Stated problem:
Put each line of the material below into a Markdown table with the columns "Row" and "Text". Number every line in "Row", and omit blank lines.

◇ ◇ ◇

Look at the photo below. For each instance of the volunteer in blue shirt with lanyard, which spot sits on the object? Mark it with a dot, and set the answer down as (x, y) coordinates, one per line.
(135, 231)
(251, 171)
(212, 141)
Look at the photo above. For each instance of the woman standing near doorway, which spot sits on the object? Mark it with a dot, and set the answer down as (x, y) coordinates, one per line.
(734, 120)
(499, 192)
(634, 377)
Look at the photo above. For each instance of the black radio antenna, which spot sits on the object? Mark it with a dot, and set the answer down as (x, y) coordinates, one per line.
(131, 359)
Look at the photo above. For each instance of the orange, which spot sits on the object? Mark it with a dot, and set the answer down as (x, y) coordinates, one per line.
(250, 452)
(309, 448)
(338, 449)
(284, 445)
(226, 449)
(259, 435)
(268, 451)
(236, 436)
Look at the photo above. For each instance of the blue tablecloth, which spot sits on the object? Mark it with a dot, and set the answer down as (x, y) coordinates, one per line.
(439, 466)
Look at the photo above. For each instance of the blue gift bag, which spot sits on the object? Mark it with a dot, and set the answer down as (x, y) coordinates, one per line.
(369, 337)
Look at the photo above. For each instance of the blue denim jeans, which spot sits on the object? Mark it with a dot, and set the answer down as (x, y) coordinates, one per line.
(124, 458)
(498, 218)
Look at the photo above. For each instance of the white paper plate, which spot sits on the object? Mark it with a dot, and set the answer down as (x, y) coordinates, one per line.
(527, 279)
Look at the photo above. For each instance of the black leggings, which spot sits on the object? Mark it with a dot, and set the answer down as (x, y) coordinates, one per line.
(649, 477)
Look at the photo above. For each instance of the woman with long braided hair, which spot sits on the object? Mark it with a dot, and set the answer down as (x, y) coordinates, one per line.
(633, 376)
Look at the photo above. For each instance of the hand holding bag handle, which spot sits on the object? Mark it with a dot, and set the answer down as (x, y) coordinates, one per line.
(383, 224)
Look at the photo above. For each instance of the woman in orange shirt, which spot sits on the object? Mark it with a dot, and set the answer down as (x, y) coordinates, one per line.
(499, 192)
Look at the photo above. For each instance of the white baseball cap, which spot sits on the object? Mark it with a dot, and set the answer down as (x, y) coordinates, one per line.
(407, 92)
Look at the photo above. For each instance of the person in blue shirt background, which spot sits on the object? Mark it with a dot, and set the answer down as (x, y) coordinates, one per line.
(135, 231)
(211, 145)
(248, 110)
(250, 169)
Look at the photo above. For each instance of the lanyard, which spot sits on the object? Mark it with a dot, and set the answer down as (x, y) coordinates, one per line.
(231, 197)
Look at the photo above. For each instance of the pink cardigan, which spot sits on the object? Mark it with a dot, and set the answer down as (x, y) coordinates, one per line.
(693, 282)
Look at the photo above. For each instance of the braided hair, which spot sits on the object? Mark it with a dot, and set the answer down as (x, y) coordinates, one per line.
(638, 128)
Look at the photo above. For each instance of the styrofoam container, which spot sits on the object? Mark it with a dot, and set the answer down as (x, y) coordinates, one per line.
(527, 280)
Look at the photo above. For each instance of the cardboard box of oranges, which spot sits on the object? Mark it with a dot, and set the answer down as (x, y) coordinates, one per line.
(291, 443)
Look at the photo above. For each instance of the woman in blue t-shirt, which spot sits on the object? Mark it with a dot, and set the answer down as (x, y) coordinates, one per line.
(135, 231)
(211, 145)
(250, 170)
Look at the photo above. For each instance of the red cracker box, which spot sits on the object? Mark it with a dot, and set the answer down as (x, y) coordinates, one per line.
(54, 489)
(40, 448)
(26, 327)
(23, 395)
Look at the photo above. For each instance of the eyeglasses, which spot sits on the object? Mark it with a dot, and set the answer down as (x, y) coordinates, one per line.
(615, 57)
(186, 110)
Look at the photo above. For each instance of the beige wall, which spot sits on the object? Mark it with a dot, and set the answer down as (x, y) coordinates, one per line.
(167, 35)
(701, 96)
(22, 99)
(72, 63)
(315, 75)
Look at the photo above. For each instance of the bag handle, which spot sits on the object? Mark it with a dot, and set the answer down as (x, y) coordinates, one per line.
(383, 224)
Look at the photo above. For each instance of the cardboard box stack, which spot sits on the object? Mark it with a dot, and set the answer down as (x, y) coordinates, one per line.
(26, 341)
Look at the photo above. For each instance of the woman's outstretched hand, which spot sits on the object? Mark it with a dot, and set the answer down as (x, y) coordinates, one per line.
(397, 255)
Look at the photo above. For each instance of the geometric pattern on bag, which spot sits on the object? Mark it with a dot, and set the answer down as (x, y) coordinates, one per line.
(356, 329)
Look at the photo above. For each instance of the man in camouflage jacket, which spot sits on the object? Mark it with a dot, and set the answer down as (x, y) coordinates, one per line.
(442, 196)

◇ ◇ ◇

Exercise answer:
| Row | Text |
|---|---|
| 1 | Look at the photo below. For each instance of the volunteer in blue shirt with lanyard, which spot sits on the object? Mark it with a dot, and set the answer down as (x, y) coordinates, one per line. |
| 2 | (135, 231) |
| 3 | (251, 171) |
| 4 | (212, 141) |
| 5 | Look at the photo above. For each instance of the woman standing near doorway, which spot sits on the object? Mark it with a dot, and set the answer down as (x, y) coordinates, one per line. |
| 6 | (734, 120) |
| 7 | (499, 192) |
| 8 | (634, 377) |
| 9 | Look at the photo above. For each instance of the black radio antenna, which spot sits on the object? Mark it with a dot, and set the answer down as (x, y) coordinates, one per line. |
| 10 | (131, 359) |
| 11 | Look at the photo above. For each instance of the orange, which spot sits on the object? Mark it with a dot, and set the answer down as (x, y) coordinates, one per line. |
| 12 | (250, 452) |
| 13 | (309, 448) |
| 14 | (338, 449) |
| 15 | (284, 445) |
| 16 | (226, 449) |
| 17 | (259, 435) |
| 18 | (268, 451) |
| 19 | (236, 436) |
| 20 | Look at the photo above. For each instance of the blue tablecloth, which spot sits on the object? Mark it with a dot, and set the answer down as (x, y) coordinates, one per line. |
| 21 | (439, 466) |
| 22 | Look at the photo above. For each instance of the blue gift bag, which spot sits on the object? Mark it with a dot, and set the answer down as (x, y) coordinates, one per line. |
| 23 | (369, 337) |
| 24 | Look at the photo above. For each instance of the blue denim jeans, which spot sits on the object? Mark it with a dot, and set the answer down as (x, y) coordinates, one per line. |
| 25 | (124, 458) |
| 26 | (498, 218) |
| 27 | Look at the photo above. For each instance of the white paper plate, which spot sits on the object? Mark it with a dot, and set the answer down as (x, y) coordinates, one per line. |
| 28 | (527, 279) |
| 29 | Look at the photo above. For each instance of the black leggings, which spot sits on the object? Mark it with a dot, and set the answer down as (x, y) coordinates, one per line. |
| 30 | (649, 477) |
| 31 | Look at the photo above. For each instance of the woman with long braided hair, which spot sits on the object? Mark it with a dot, and set the answer down as (x, y) coordinates, one per line. |
| 32 | (633, 376) |
| 33 | Look at the photo above. For each instance of the hand holding bag handle, which spot sits on the object? Mark it with a dot, and set the answer down as (x, y) coordinates, one per line. |
| 34 | (383, 224) |
| 35 | Look at the photo above. For each instance of the woman in orange shirt, which spot sits on the object? Mark it with a dot, and set the answer down as (x, y) coordinates, one per line. |
| 36 | (499, 192) |
| 37 | Look at the photo above. For each instance of the white baseball cap, which spot sits on the object? Mark it with a dot, and set the answer down as (x, y) coordinates, one per line. |
| 38 | (407, 92) |
| 39 | Look at the photo above. For each instance of the person in blue shirt background, which spot sits on the object? Mark it with a dot, and set the answer down as (x, y) coordinates, one per line. |
| 40 | (135, 231) |
| 41 | (211, 145) |
| 42 | (248, 110) |
| 43 | (250, 169) |
| 44 | Look at the photo above. For each instance of the lanyard, which spot sits on the object? Mark it with a dot, and set the answer down as (x, y) coordinates, one per line. |
| 45 | (231, 197) |
| 46 | Look at the photo above. For each instance of the pink cardigan, which spot sits on the object? Mark it with a dot, and set the answer down as (x, y) coordinates, one per line. |
| 47 | (693, 282) |
| 48 | Look at the photo above. For each instance of the braided hair, which spot sits on the object? Mark it with a dot, and set the answer down as (x, y) coordinates, one per line. |
| 49 | (638, 128) |
| 50 | Look at the photo above. For each instance of the styrofoam container, which spot sits on the object? Mark it with a dot, and set the answer down as (x, y) coordinates, one per line. |
| 51 | (527, 280) |
| 52 | Look at the photo above. For each instance of the cardboard box of oranges, which spot sits on the object? Mark it with a dot, and set the answer down as (x, y) coordinates, one per line. |
| 53 | (291, 443) |
| 54 | Look at the photo above. For each instance of the woman in blue t-shirt, which spot sits on the object? Mark it with a dot, and set the answer down as (x, y) coordinates, one per line. |
| 55 | (135, 231) |
| 56 | (211, 145) |
| 57 | (250, 170) |
| 58 | Look at the photo above. For each instance of the red cracker box, which spot sits on the object? Mark it with a dot, and set the answer down as (x, y) coordinates, one per line. |
| 59 | (54, 489) |
| 60 | (40, 448) |
| 61 | (26, 327) |
| 62 | (23, 395) |
| 63 | Look at the photo above. For each instance of the eyeglasses, which spot sits on the object? Mark it with a dot, and set the answer down as (x, y) coordinates, one per line. |
| 64 | (615, 57) |
| 65 | (186, 110) |
| 66 | Look at the photo above. For each instance of the beige wall, which spot sits on the object? Mark it with a dot, and set the answer down as (x, y) coordinates, one per line. |
| 67 | (167, 35) |
| 68 | (701, 96) |
| 69 | (22, 99) |
| 70 | (72, 63) |
| 71 | (315, 75) |
| 72 | Look at the photo above. For each instance of the bag handle, which spot sits on the object? Mark it with a dot, and set the answer down as (x, y) coordinates, one per line. |
| 73 | (383, 224) |
| 74 | Look at the photo above. For each instance of the cardboard box stack, which spot sits on the object? Mark it with a dot, and set the answer down as (x, y) coordinates, one per line. |
| 75 | (26, 341) |
| 76 | Look at the photo above. For each instance of the woman's outstretched hand, which spot sits on the object? Mark it with a dot, and set the answer down as (x, y) coordinates, one per line. |
| 77 | (397, 255) |
| 78 | Look at the photo above. For each instance of the geometric pattern on bag, which spot sits on the object? Mark it with a dot, and set the answer down as (x, y) coordinates, one per line. |
| 79 | (356, 329) |
| 80 | Look at the photo above. For each instance of the man in camouflage jacket, which spot sits on the object? Mark it with a dot, and set the answer down as (x, y) coordinates, one per line. |
| 81 | (442, 196) |